Activity: Scan the data below and pick out the lines containing the word "distant".

Listed records:
++++++
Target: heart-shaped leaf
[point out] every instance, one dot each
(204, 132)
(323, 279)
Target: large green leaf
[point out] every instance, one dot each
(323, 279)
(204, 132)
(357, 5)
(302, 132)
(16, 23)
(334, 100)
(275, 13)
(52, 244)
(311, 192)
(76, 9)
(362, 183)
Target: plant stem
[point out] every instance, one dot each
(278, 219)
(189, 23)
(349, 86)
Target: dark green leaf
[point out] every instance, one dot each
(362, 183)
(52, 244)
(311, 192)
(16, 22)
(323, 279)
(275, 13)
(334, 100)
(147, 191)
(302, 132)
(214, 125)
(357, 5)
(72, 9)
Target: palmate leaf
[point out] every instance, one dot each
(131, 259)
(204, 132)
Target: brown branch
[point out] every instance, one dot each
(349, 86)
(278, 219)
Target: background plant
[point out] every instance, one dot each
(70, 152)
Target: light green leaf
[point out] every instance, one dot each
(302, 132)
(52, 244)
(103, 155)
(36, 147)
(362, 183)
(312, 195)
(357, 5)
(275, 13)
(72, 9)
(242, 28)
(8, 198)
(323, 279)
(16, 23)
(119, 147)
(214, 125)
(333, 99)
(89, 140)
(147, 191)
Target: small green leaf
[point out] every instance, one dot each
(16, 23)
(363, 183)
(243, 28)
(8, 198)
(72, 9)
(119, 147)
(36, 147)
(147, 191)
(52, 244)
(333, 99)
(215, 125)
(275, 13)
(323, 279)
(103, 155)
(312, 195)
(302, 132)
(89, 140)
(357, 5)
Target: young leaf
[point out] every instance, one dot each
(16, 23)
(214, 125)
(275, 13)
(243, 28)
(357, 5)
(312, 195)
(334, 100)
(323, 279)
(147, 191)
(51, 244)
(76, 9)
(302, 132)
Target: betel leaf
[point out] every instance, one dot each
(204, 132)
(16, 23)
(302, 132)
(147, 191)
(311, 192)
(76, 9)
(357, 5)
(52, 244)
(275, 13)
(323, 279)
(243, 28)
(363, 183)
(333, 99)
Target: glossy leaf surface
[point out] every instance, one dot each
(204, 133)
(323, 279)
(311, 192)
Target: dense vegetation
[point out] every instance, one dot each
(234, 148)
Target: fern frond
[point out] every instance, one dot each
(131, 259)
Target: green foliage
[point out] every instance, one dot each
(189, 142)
++++++
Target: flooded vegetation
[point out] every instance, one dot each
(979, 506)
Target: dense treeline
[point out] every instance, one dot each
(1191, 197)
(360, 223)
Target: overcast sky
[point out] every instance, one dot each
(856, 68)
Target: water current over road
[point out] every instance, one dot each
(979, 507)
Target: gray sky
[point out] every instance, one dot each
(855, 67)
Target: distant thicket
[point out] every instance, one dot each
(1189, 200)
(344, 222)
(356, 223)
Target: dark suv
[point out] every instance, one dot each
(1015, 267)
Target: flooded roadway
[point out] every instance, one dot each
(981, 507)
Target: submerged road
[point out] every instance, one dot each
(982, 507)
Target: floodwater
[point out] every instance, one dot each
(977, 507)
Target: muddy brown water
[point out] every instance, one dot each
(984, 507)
++++++
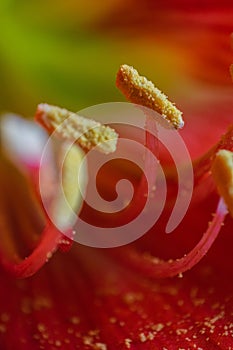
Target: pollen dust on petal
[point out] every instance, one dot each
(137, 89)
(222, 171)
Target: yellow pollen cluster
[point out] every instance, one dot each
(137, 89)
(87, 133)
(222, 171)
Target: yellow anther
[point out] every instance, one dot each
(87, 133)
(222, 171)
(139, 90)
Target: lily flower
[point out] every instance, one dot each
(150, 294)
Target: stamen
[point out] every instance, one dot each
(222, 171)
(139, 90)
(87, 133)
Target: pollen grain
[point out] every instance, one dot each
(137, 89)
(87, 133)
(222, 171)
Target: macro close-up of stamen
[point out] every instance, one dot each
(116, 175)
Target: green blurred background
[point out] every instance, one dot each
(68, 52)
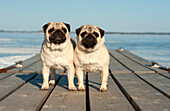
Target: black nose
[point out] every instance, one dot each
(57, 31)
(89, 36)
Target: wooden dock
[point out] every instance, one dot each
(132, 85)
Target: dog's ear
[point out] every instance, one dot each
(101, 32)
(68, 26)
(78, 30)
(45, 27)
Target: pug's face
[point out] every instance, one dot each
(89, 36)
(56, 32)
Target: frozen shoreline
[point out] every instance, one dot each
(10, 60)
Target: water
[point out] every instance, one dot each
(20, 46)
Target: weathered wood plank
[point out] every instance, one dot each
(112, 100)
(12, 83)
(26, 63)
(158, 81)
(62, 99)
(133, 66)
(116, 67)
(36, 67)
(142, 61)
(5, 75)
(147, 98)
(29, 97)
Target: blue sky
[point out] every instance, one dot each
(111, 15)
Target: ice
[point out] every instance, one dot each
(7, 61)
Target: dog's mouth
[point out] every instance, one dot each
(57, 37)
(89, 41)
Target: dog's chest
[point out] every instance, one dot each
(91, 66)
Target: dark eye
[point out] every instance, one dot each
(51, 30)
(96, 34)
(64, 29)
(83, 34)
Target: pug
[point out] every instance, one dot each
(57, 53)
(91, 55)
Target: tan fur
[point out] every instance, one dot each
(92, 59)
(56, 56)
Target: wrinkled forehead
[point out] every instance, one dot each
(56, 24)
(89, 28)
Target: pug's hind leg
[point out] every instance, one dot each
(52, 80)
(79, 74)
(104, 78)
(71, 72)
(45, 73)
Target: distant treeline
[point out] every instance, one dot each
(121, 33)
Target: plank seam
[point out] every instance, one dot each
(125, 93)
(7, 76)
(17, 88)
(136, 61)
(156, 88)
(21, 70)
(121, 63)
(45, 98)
++++++
Answer below:
Target: distant thicket
Target: distant treeline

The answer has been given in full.